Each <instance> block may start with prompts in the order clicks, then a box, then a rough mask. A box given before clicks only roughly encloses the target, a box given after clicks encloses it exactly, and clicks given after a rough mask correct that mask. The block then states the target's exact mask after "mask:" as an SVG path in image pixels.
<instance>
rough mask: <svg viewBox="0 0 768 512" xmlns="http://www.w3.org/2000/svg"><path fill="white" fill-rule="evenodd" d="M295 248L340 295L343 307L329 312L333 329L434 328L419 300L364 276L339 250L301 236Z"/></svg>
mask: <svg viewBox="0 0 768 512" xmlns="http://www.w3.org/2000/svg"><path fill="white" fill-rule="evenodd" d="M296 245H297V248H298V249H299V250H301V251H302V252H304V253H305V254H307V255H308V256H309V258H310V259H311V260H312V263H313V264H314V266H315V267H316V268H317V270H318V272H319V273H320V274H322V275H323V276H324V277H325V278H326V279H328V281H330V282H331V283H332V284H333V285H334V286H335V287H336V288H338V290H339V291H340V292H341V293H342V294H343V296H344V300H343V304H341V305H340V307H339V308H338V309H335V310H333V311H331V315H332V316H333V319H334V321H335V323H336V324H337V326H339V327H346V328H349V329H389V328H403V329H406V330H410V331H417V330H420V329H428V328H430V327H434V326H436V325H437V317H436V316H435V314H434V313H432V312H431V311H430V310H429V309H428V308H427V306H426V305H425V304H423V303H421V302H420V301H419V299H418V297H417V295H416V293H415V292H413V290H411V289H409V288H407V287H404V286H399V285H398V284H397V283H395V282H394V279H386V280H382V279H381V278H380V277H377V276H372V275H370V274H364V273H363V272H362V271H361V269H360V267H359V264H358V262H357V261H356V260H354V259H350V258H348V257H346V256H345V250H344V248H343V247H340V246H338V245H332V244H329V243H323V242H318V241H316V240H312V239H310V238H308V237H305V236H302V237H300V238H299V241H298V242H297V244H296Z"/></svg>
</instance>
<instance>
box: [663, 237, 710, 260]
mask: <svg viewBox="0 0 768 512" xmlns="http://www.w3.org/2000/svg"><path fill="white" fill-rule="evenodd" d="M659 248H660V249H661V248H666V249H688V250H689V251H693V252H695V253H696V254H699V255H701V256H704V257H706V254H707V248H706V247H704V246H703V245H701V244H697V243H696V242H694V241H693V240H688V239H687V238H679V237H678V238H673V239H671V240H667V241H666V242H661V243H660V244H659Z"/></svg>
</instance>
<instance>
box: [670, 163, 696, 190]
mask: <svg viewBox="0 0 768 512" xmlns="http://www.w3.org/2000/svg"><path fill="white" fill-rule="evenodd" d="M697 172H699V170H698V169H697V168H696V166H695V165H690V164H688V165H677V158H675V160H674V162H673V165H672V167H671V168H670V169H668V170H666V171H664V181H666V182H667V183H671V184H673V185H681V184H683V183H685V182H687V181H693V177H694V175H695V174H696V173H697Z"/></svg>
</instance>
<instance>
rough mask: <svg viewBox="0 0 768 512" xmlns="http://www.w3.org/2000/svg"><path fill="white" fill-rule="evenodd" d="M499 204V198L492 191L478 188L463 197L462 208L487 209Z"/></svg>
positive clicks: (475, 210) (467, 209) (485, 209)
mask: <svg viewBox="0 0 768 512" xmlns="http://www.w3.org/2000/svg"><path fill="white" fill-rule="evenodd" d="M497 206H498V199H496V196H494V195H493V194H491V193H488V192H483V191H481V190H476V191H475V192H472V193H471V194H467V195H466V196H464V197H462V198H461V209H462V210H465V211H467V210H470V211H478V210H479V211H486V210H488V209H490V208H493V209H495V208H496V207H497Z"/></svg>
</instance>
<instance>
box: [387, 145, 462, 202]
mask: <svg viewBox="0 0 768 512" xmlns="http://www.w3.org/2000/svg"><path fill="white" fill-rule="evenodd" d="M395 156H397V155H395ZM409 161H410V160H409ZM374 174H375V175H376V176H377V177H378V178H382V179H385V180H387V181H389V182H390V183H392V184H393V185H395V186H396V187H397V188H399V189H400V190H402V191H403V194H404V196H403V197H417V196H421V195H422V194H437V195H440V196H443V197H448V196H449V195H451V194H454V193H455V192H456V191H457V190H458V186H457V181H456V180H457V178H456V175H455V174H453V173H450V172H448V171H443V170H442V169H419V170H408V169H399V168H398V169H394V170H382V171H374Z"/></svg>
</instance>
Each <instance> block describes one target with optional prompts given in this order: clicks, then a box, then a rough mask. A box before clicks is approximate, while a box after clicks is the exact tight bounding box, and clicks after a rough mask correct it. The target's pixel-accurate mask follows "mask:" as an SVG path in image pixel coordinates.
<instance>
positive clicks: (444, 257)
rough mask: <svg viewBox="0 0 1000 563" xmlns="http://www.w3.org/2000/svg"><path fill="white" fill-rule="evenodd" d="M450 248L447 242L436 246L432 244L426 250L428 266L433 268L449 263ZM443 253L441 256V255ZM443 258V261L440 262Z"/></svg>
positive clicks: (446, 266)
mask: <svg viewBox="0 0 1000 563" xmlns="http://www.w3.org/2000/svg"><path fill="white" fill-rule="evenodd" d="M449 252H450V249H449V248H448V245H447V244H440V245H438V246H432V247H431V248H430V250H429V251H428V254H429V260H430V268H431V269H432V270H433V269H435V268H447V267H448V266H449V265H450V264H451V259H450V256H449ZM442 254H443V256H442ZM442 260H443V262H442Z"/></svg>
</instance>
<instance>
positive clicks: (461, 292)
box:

- _待解问题_: 将上方全部数据逐行照抄，不作任何改动。

- _练习解答_:
Each <instance> block may start with prompts in the order clicks, then a box, then a rough mask. A box given before clicks only roughly encloses the target, a box given after clicks encloses it exactly, and clicks given after a rough mask correct that mask. The block then states the target's exact mask after "mask:" as an SVG path in image pixels.
<instance>
rough mask: <svg viewBox="0 0 768 512" xmlns="http://www.w3.org/2000/svg"><path fill="white" fill-rule="evenodd" d="M295 248L340 295L343 307L329 312L333 329L434 328L419 300L364 276L339 250L301 236Z"/></svg>
mask: <svg viewBox="0 0 768 512" xmlns="http://www.w3.org/2000/svg"><path fill="white" fill-rule="evenodd" d="M296 245H297V248H298V249H299V250H301V251H302V252H304V253H305V254H307V255H308V256H309V258H310V259H311V260H312V263H313V264H314V266H315V267H316V268H317V270H318V272H319V273H320V274H322V275H323V276H324V277H325V278H326V279H328V281H330V282H331V283H332V284H333V285H334V286H335V287H336V288H338V290H339V291H340V292H341V293H342V294H343V296H344V300H343V304H341V305H340V307H339V308H338V309H335V310H333V311H331V315H332V316H333V319H334V321H335V323H336V324H337V326H339V327H346V328H349V329H389V328H403V329H406V330H410V331H417V330H420V329H428V328H430V327H434V326H436V325H437V317H436V316H435V314H434V313H432V312H431V311H430V310H429V309H428V308H427V306H426V305H425V304H423V303H421V302H420V301H419V299H418V297H417V295H416V293H415V292H413V290H411V289H409V288H407V287H404V286H399V285H398V284H397V283H395V282H394V279H386V280H382V279H381V278H380V277H377V276H372V275H370V274H364V273H363V272H362V271H361V269H360V267H359V264H358V262H357V261H356V260H354V259H350V258H348V257H346V256H345V250H344V248H343V247H340V246H338V245H332V244H329V243H323V242H318V241H316V240H312V239H310V238H308V237H305V236H302V237H300V238H299V241H298V242H297V244H296Z"/></svg>
</instance>
<instance>
box: [663, 237, 710, 260]
mask: <svg viewBox="0 0 768 512" xmlns="http://www.w3.org/2000/svg"><path fill="white" fill-rule="evenodd" d="M659 248H660V249H661V248H666V249H688V250H689V251H693V252H695V253H696V254H699V255H701V256H704V257H706V254H707V248H706V247H704V246H703V245H701V244H697V243H696V242H694V241H693V240H688V239H687V238H679V237H678V238H673V239H671V240H667V241H666V242H661V243H660V244H659Z"/></svg>
</instance>
<instance>
box: [670, 163, 696, 190]
mask: <svg viewBox="0 0 768 512" xmlns="http://www.w3.org/2000/svg"><path fill="white" fill-rule="evenodd" d="M697 172H699V170H698V169H697V168H696V166H695V165H690V164H688V165H677V158H675V160H674V162H673V165H672V167H671V168H670V169H668V170H666V171H664V181H666V182H667V183H671V184H673V185H681V184H683V183H685V182H687V181H693V177H694V175H695V174H696V173H697Z"/></svg>
</instance>
<instance>
rough mask: <svg viewBox="0 0 768 512" xmlns="http://www.w3.org/2000/svg"><path fill="white" fill-rule="evenodd" d="M499 204V198L492 191L478 188L463 197L462 208L487 209Z"/></svg>
positive clicks: (475, 210) (467, 209) (485, 209)
mask: <svg viewBox="0 0 768 512" xmlns="http://www.w3.org/2000/svg"><path fill="white" fill-rule="evenodd" d="M497 206H498V199H496V196H494V195H493V194H491V193H488V192H483V191H481V190H476V191H475V192H472V193H471V194H467V195H466V196H464V197H462V198H461V209H462V210H465V211H467V210H470V211H478V210H479V211H486V210H488V209H490V208H493V209H495V208H496V207H497Z"/></svg>
</instance>
<instance>
box: [387, 145, 462, 202]
mask: <svg viewBox="0 0 768 512" xmlns="http://www.w3.org/2000/svg"><path fill="white" fill-rule="evenodd" d="M395 156H397V155H395ZM409 161H410V160H409ZM374 174H375V175H376V176H377V177H378V178H382V179H385V180H387V181H389V182H390V183H392V184H393V185H395V186H396V187H397V188H399V189H400V190H402V191H403V194H404V196H403V197H417V196H421V195H422V194H437V195H440V196H443V197H448V196H449V195H451V194H454V193H455V192H456V191H457V190H458V186H457V181H456V180H457V178H456V175H455V174H453V173H450V172H448V171H443V170H442V169H419V170H408V169H399V168H398V169H394V170H382V171H374Z"/></svg>
</instance>
Each <instance> block describes one target with optional prompts given in this order: clicks, then a box, then a rough mask. A box before clicks is approximate, while a box after clicks is the exact tight bounding box, and clicks after a rough mask correct it. The target's pixel-accurate mask follows "mask:" as an SVG path in image pixel coordinates.
<instance>
positive clicks: (444, 257)
rough mask: <svg viewBox="0 0 1000 563" xmlns="http://www.w3.org/2000/svg"><path fill="white" fill-rule="evenodd" d="M450 248L447 242L436 246L432 244L426 250L428 266L433 268L449 263ZM443 253L441 256V255ZM443 258V261L440 262Z"/></svg>
positive clicks: (446, 266)
mask: <svg viewBox="0 0 1000 563" xmlns="http://www.w3.org/2000/svg"><path fill="white" fill-rule="evenodd" d="M449 252H450V249H449V248H448V245H447V244H440V245H438V246H432V247H431V248H430V250H429V251H428V254H429V260H430V268H431V269H432V270H433V269H435V268H447V267H448V266H449V265H450V264H451V259H450V256H449ZM442 254H443V256H442ZM442 260H443V262H442Z"/></svg>
</instance>
<instance>
positive clicks: (461, 292)
box:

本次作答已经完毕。